* [Material for the task]
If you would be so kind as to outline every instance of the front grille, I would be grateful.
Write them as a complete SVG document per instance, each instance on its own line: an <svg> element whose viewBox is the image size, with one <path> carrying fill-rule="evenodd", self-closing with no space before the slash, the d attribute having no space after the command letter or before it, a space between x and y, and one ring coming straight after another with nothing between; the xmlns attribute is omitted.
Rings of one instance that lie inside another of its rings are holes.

---

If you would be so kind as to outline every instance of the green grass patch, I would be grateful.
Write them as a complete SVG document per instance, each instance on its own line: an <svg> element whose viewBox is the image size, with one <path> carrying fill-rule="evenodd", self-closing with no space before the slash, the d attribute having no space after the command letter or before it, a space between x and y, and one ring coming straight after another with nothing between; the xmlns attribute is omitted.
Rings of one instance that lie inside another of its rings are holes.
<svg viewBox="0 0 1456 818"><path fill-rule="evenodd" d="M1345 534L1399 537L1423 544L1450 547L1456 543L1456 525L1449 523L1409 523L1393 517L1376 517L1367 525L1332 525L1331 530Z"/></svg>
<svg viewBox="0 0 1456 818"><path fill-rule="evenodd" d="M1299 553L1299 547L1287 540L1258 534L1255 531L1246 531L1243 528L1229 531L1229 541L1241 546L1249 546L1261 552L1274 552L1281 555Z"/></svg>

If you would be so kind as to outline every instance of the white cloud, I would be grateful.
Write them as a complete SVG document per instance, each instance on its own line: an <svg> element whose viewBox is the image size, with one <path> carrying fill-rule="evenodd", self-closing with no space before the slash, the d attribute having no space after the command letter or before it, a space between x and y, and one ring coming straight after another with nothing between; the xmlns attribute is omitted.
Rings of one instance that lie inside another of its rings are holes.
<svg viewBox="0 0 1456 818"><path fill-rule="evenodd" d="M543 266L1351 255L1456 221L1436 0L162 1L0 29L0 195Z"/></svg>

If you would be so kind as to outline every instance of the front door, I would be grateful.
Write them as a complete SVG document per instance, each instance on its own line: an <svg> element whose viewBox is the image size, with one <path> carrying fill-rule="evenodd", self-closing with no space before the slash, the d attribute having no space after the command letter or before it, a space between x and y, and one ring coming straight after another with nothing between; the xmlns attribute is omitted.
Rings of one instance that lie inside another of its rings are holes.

...

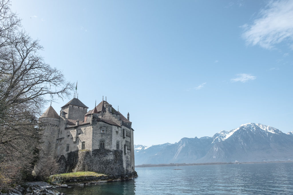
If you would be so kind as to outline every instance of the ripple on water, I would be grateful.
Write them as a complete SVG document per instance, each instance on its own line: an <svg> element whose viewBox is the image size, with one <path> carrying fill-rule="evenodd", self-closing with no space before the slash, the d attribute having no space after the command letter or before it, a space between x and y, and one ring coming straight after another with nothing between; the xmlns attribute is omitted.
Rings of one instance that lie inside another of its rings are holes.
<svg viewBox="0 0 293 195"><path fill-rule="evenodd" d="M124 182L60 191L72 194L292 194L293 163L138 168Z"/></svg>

* [Exercise brief]
Could you render the stretch of the records above that opens with the line containing "cloud, I would be grateful." and closes with the line containing "266L1351 255L1456 221L1436", both ends included, as a Markdown table with the columns Row and Line, leaving out blank lines?

* [Answer for this exercise]
| Row | Line |
|---|---|
| 1 | If you would be so kind as to outline every instance of the white cloud, I would be grateful. |
| 2 | Write them as a complete SVG document per instance, each instance on its own line: an <svg> element whose viewBox is the image size, with one <path> carrying fill-rule="evenodd", self-closing with no space before the slash, the d attribute having no space after the command letter or before it, a space between x and y, and one ring coming straight after another with nothing between; the xmlns attribute is omitted. |
| 3 | Rings of one instance that lie inside another of its rings are holes. |
| 4 | <svg viewBox="0 0 1456 818"><path fill-rule="evenodd" d="M543 266L1351 255L1456 221L1436 0L162 1L0 29L0 195Z"/></svg> |